*Required action:*
Quote all of the data that follows exactly as written, skipping the images.

(Stored data entries)
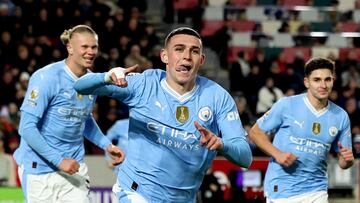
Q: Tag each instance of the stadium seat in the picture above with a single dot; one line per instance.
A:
(324, 52)
(216, 2)
(311, 15)
(241, 2)
(243, 25)
(209, 28)
(213, 13)
(356, 16)
(336, 40)
(291, 52)
(343, 53)
(185, 4)
(321, 26)
(283, 40)
(348, 27)
(270, 27)
(294, 3)
(241, 39)
(233, 51)
(266, 2)
(256, 13)
(318, 3)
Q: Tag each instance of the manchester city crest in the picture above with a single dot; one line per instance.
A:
(182, 114)
(79, 96)
(205, 114)
(333, 131)
(316, 127)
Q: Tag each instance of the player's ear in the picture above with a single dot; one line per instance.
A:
(69, 49)
(164, 56)
(306, 82)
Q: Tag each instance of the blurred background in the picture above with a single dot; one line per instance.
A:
(256, 49)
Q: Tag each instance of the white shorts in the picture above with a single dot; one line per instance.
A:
(310, 197)
(56, 187)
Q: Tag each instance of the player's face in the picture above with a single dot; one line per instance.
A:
(183, 56)
(83, 49)
(320, 83)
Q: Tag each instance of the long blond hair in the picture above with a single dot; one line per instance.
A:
(67, 34)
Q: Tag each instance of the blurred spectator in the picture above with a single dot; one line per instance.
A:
(7, 86)
(115, 59)
(268, 95)
(246, 117)
(239, 69)
(356, 146)
(351, 107)
(210, 189)
(135, 57)
(7, 168)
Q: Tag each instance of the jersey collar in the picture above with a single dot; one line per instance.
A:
(171, 91)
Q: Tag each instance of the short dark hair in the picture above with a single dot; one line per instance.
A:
(318, 63)
(181, 30)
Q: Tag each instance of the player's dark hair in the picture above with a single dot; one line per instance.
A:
(181, 30)
(318, 63)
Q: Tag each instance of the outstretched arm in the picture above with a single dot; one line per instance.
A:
(262, 141)
(98, 83)
(31, 134)
(236, 150)
(93, 133)
(346, 157)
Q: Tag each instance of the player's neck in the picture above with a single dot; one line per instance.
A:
(179, 88)
(74, 68)
(318, 104)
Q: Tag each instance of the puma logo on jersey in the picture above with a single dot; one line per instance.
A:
(298, 123)
(158, 104)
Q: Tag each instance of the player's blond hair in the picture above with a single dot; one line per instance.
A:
(67, 34)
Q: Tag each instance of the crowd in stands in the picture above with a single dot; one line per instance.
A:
(260, 72)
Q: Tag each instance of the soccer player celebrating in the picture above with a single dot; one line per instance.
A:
(54, 120)
(179, 121)
(306, 127)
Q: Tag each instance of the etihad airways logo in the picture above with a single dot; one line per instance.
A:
(165, 130)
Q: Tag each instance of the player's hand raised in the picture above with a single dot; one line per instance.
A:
(117, 75)
(208, 138)
(116, 154)
(69, 166)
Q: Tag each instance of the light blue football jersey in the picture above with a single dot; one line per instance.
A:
(308, 134)
(119, 132)
(64, 114)
(164, 156)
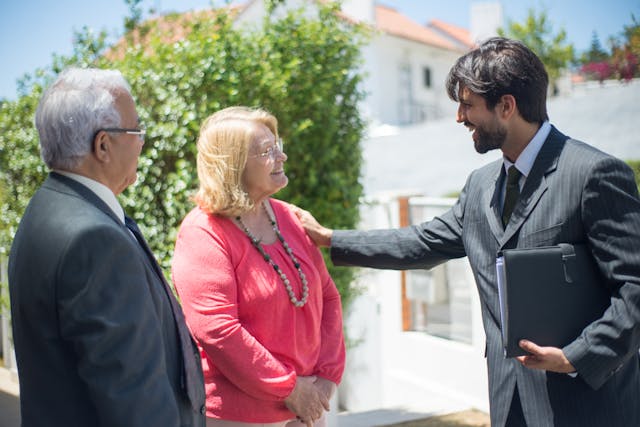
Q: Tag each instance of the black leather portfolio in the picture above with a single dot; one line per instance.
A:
(548, 295)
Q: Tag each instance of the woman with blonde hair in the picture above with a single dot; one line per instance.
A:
(254, 288)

*Solution to this problem:*
Q: Tag each instance of the stadium seat in the picture above with a single dot; one line per instance.
A:
(324, 52)
(216, 2)
(311, 15)
(241, 2)
(243, 25)
(209, 28)
(213, 13)
(356, 16)
(336, 40)
(291, 52)
(343, 53)
(185, 4)
(321, 26)
(283, 40)
(348, 27)
(270, 27)
(294, 3)
(241, 39)
(233, 51)
(266, 2)
(256, 13)
(318, 3)
Q: Tag each instance of the manchester city crest in the picture above with a single dot; one line per instance.
A:
(182, 114)
(79, 96)
(205, 114)
(333, 131)
(316, 127)
Q: Tag each instance of the player's ear in the picture above with a single dot; one line per instance.
A:
(69, 49)
(164, 56)
(306, 82)
Q: Tag each instance of the blurred background in the picture above with a single dot; one line per instance.
A:
(256, 49)
Q: Tag each instance of the white shorts in the picture above with a single dot; one line per instance.
A:
(310, 197)
(56, 187)
Q: Tag each instance of the player's face in the picture above with a single dot; one line per instance.
A:
(183, 56)
(83, 49)
(320, 83)
Q: Tag each instance of the long blond hair in the picture above with a single dot; one line per instance.
A:
(67, 34)
Q: Tag each instance of the blurred spectator in the picture above with a single dot; one line per instance.
A:
(7, 86)
(115, 59)
(268, 95)
(246, 117)
(239, 69)
(356, 146)
(351, 107)
(210, 189)
(135, 57)
(7, 168)
Q: Tag each instance of the jersey collar in the picture above with a single dot; one line per instance.
A:
(171, 91)
Q: Tag each instance of the short dark hair in the picture above with a single dot; one line per instance.
A:
(318, 63)
(181, 30)
Q: Tag each instance of the player's dark hair in the picture above with a single dot; one line per instance.
A:
(181, 30)
(318, 63)
Q: Tag each instance of the outstretched arm in the picture above with a single dot; one line per instance.
A:
(262, 141)
(98, 83)
(31, 134)
(236, 150)
(93, 133)
(346, 157)
Q: Tag each instance of the player's neck in the picture above with a single dot; one line per instance.
A:
(179, 88)
(74, 68)
(318, 104)
Q: Tag each instance of the puma logo on jersey in the picture above with a single dot; one line per instance.
A:
(298, 123)
(158, 104)
Q: Tag each instance of the player's blond hair in the picture above with a single dot; one line per instance.
A:
(67, 34)
Q: Tag each instance of the crowd in stands in the picture above with a single dot; one line per instance.
A:
(260, 72)
Q: Tag each instance of the soccer player celebrating in the picture above with a single dot; one line per instance.
A:
(54, 120)
(179, 121)
(306, 127)
Q: Tag each instance of the etihad airways logo in the picture above with a single dot; one line per instance.
A:
(165, 130)
Q: Tag each instance of the player's hand raised in the picture above with a single dot; one line per instance.
A:
(117, 75)
(208, 138)
(116, 154)
(69, 166)
Q: Tag each instance of the light blue football jersey in the picture above with a single dot; one line per instance.
A:
(308, 134)
(119, 132)
(64, 114)
(164, 156)
Q: Tag each instance of the black leather portfolio in the picture above with a single dot; one line per instance.
A:
(548, 295)
Q: Tag each instance of the woman with blonde hair in the picture above with a single dot; one line per instance.
A:
(254, 288)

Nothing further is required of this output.